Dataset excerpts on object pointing
-------

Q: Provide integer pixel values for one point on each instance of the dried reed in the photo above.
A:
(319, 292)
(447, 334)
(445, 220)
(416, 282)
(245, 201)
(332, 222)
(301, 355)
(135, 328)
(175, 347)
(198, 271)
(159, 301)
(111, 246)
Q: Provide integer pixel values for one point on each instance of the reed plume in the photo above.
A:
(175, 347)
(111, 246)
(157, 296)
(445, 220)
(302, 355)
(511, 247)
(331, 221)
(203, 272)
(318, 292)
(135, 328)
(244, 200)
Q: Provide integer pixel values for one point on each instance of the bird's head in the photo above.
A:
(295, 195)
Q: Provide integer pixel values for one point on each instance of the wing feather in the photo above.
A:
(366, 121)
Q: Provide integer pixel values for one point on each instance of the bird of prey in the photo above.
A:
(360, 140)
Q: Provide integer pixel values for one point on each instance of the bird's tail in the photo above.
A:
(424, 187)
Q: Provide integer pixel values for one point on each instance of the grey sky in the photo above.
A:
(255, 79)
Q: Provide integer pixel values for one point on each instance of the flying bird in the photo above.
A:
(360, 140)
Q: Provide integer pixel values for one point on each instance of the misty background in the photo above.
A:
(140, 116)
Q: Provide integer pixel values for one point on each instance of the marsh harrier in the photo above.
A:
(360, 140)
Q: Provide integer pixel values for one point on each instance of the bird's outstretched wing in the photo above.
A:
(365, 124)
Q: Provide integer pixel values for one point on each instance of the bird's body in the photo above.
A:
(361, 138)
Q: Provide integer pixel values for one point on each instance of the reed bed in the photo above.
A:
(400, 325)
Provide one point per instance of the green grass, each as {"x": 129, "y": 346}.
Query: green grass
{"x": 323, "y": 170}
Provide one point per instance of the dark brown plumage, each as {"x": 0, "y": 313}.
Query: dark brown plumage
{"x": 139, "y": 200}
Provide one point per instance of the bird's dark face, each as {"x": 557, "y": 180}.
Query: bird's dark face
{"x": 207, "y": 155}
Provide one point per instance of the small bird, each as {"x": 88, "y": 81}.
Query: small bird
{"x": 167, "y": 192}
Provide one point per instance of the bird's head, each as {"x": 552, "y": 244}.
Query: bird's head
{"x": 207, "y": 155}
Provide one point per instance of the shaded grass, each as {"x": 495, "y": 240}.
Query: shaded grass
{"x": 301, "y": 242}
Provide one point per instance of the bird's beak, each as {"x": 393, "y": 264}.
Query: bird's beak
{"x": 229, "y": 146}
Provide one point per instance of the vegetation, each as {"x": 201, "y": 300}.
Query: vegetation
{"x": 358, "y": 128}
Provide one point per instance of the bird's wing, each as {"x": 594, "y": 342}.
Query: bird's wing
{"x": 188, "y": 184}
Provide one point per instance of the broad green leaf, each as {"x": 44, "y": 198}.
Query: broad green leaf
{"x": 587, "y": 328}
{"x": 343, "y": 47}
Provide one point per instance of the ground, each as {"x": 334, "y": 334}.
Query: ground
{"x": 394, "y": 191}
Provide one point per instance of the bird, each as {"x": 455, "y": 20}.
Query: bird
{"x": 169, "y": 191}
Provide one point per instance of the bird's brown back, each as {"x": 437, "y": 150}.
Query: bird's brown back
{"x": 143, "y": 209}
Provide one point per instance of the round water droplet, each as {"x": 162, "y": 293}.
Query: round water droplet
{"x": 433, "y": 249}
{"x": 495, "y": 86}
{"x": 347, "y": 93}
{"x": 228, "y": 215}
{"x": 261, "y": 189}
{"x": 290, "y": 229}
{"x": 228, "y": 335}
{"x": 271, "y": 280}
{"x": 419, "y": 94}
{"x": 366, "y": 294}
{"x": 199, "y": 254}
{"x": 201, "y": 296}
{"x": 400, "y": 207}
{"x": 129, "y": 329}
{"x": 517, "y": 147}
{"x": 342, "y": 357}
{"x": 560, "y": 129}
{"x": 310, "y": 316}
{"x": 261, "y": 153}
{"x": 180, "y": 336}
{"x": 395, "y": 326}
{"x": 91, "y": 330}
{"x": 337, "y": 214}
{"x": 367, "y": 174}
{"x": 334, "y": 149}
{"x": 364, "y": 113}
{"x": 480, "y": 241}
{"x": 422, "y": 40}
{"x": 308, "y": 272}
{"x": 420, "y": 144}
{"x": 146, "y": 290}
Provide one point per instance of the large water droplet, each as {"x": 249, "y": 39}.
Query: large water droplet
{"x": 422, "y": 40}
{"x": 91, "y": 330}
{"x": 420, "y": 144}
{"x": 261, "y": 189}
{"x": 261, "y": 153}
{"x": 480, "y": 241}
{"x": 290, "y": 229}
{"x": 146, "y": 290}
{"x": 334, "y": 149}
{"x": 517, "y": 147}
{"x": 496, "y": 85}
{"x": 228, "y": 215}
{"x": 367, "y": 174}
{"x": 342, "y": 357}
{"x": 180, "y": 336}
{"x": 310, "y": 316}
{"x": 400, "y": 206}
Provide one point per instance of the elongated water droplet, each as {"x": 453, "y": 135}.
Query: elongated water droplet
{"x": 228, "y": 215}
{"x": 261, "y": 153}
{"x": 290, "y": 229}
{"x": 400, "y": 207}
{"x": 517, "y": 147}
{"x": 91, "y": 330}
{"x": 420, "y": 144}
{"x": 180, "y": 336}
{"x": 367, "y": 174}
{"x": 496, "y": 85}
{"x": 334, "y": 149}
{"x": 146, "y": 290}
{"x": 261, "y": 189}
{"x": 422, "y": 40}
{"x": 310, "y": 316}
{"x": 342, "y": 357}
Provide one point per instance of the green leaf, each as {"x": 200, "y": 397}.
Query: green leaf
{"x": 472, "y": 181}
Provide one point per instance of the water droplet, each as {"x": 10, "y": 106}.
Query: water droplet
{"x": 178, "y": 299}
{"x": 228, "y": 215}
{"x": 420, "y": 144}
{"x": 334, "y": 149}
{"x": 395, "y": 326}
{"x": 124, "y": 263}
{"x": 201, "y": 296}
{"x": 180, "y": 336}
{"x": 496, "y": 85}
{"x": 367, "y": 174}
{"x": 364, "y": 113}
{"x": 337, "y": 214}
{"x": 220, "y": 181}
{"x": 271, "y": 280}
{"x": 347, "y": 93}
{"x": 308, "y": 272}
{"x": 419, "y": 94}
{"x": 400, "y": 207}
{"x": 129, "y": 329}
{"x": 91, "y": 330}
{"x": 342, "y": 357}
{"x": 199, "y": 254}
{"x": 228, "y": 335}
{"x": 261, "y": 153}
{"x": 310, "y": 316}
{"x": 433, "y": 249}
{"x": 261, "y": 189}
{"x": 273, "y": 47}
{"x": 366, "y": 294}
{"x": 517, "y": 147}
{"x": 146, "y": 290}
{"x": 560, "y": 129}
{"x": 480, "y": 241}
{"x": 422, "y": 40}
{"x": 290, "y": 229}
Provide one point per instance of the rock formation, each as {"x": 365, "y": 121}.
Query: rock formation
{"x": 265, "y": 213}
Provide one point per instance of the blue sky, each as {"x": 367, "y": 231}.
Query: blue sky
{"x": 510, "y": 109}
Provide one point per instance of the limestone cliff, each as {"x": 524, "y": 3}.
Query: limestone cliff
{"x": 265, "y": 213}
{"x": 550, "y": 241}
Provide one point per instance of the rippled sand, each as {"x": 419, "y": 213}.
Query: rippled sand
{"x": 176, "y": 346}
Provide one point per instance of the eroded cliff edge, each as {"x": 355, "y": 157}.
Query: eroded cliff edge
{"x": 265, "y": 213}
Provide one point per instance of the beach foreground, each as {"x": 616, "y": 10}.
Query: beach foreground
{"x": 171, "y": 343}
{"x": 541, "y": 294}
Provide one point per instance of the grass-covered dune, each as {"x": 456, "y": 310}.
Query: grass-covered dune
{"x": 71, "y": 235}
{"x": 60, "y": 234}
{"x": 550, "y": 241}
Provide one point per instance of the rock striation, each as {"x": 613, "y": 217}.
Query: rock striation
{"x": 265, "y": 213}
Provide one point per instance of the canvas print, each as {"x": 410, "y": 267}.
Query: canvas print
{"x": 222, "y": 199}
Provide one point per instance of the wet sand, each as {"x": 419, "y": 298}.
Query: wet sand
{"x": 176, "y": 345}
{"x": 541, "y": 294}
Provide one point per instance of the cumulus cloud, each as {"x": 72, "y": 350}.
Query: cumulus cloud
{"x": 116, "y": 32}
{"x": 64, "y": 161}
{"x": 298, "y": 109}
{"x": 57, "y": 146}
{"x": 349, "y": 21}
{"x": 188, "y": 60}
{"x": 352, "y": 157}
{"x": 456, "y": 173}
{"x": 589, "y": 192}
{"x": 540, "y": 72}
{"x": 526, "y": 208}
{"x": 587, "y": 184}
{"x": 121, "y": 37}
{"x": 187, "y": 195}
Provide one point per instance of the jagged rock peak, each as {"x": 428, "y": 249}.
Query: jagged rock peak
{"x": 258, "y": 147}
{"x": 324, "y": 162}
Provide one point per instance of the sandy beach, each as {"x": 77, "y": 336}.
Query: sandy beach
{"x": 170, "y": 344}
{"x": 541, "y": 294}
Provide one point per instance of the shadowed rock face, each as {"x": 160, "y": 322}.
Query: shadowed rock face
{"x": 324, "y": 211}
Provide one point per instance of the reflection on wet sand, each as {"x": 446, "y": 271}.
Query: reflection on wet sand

-------

| TASK DIRECTIONS |
Transcribe, word for word, every line from the one containing "Provide one point per instance of the wet" through the final line of the entries, and nothing else.

| EXERCISE RESPONSE |
Provide one point per instance of the wet sand, each as {"x": 419, "y": 298}.
Query: wet sand
{"x": 176, "y": 345}
{"x": 541, "y": 294}
Provide one point per instance of the cumulus cloud, each as {"x": 72, "y": 350}.
Query: cumulus cloud
{"x": 116, "y": 32}
{"x": 64, "y": 161}
{"x": 298, "y": 109}
{"x": 57, "y": 146}
{"x": 349, "y": 21}
{"x": 188, "y": 60}
{"x": 352, "y": 157}
{"x": 456, "y": 173}
{"x": 589, "y": 192}
{"x": 540, "y": 72}
{"x": 526, "y": 208}
{"x": 587, "y": 184}
{"x": 121, "y": 37}
{"x": 187, "y": 195}
Provide one point per instance of the jagged rock peak, each as {"x": 428, "y": 249}.
Query: jagged rock peak
{"x": 258, "y": 147}
{"x": 324, "y": 162}
Provide one point per instance of the sandy beach, each as {"x": 77, "y": 336}.
Query: sandy beach
{"x": 170, "y": 344}
{"x": 541, "y": 294}
Provide one point per instance of the shadowed rock face, each as {"x": 160, "y": 322}.
Query: shadowed rock face
{"x": 324, "y": 211}
Provide one point per instance of the reflection on wet sand, each as {"x": 446, "y": 271}.
Query: reflection on wet sand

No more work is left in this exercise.